WHAT YOU ARE ASKED TO DO: Summarize the article on childhood asthma risk in two sentences.

TEXT PASSAGE:
####################

Study: Income, race most influence childhood asthma rates — not where you live

Study: Income, race most influence childhood asthma rates -- not where you live
Study: Income, race most influence childhood asthma rates -- not where you live

For decades, experts have believed that children living in cities were more likely to have asthma than children in suburban or rural areas. But a new study indicates that factors other than location – such as income and race – may play a more substantial role in children’s risk of developing asthma.

The researchers compared more than 23,000 U.S. children living in cities and outside of urban areas and found no differences in the risk of asthma in children living in either area. However, they found a strong association between poverty, African-American and Puerto Rican ethnicity and a greater-than-average risk of asthma.

“Our results highlight the changing face of pediatric asthma and suggest that living in an urban area is, by itself, not a risk factor for asthma,” says lead investigator Corinne Keet, MD, PhD, a pediatric allergy and asthma specialist at Johns Hopkins University in a news release. “Instead, we see that poverty and being African American or Puerto Rican are the most potent predictors of asthma risk.”

####################

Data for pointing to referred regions
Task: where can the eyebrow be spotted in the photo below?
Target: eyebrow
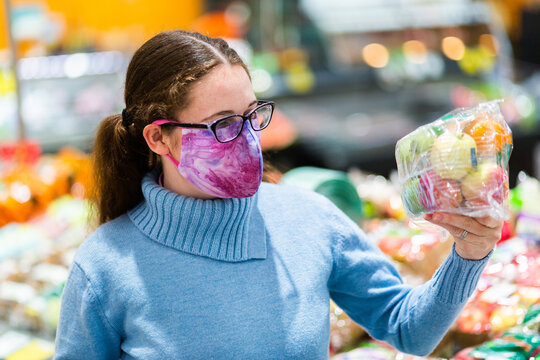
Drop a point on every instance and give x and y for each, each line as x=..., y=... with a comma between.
x=228, y=112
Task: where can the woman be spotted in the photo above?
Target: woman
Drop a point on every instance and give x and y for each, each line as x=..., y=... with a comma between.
x=195, y=258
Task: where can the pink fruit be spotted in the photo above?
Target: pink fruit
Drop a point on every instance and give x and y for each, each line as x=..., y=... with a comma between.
x=438, y=193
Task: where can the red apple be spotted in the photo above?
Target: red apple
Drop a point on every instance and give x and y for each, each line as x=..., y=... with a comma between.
x=438, y=193
x=486, y=185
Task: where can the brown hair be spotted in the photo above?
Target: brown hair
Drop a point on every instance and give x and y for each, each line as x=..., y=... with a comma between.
x=157, y=85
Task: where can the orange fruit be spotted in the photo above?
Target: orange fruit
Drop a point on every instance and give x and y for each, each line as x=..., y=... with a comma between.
x=490, y=136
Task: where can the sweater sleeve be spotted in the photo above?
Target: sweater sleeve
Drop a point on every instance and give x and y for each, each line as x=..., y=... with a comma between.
x=84, y=332
x=366, y=285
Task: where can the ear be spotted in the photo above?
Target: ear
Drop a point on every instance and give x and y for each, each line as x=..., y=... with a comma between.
x=155, y=139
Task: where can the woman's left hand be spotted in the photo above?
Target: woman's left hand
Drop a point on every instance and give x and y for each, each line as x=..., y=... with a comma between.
x=474, y=237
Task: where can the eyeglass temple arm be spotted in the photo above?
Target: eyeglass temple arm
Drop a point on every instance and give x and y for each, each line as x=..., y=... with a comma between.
x=197, y=126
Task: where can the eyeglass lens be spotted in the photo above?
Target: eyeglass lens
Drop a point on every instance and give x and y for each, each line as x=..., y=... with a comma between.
x=230, y=128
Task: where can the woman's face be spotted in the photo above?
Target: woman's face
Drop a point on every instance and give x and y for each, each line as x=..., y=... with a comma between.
x=226, y=90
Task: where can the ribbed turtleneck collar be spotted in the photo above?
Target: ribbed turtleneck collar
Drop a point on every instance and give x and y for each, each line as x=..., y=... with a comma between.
x=222, y=229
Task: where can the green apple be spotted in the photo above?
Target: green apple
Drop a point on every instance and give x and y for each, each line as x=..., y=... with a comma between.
x=416, y=144
x=453, y=155
x=485, y=185
x=411, y=197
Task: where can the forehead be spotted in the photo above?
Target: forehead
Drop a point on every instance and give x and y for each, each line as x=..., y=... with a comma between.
x=226, y=87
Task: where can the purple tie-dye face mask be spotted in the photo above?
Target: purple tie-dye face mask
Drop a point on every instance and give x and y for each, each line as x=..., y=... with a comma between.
x=225, y=170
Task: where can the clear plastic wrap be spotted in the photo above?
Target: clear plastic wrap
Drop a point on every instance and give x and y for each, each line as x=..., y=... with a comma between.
x=457, y=164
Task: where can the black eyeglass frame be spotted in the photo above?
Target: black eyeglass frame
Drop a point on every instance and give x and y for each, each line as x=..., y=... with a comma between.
x=213, y=125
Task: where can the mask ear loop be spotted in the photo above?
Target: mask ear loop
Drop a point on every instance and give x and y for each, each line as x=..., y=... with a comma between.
x=161, y=122
x=173, y=160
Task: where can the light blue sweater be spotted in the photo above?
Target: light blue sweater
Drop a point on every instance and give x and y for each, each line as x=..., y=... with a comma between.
x=182, y=278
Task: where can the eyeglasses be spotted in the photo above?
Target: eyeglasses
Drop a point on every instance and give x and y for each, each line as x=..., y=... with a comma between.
x=229, y=128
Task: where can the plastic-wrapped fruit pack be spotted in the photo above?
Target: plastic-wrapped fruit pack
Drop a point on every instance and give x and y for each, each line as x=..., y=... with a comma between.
x=457, y=164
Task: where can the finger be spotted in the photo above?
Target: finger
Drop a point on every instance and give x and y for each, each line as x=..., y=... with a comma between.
x=457, y=232
x=460, y=222
x=489, y=222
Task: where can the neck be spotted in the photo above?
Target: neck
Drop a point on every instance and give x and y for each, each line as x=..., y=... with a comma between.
x=175, y=182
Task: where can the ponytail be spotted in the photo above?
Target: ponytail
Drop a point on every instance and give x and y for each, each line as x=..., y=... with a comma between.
x=120, y=161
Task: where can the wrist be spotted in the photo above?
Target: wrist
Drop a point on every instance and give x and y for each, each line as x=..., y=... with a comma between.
x=472, y=252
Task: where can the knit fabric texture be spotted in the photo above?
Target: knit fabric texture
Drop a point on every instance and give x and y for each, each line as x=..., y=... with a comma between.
x=184, y=278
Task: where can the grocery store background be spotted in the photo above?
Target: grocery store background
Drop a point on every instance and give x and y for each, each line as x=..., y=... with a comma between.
x=349, y=78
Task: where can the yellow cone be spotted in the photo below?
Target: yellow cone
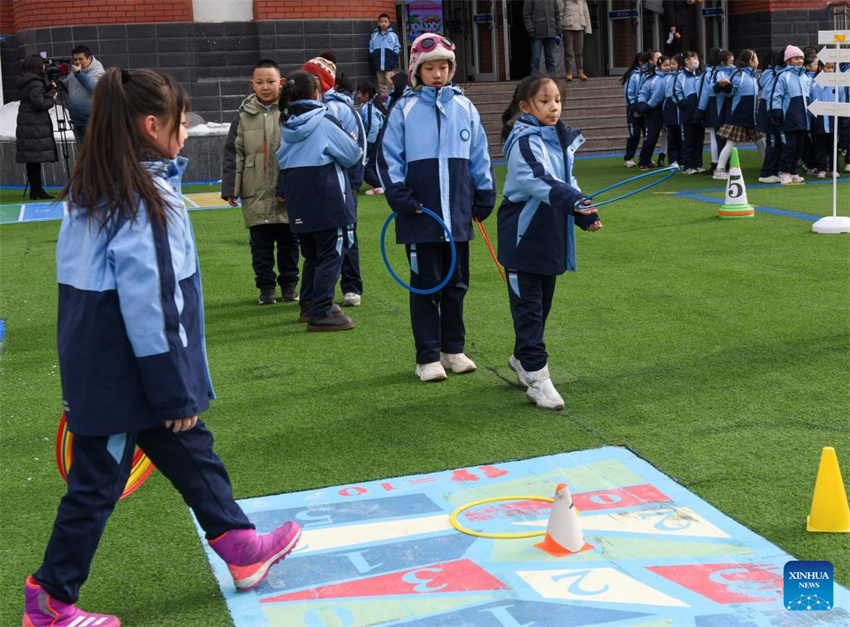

####################

RESPONSE TO THIS TASK: A study comparing more than 23,000 U.S. children in cities and outside urban areas found no difference in asthma risk between the two groups, contrary to the long-held belief that city children were more likely to have asthma. Instead, the researchers found a strong association between a greater-than-average asthma risk and both poverty and African-American or Puerto Rican ethnicity, which lead investigator Corinne Keet called the most potent predictors of asthma risk.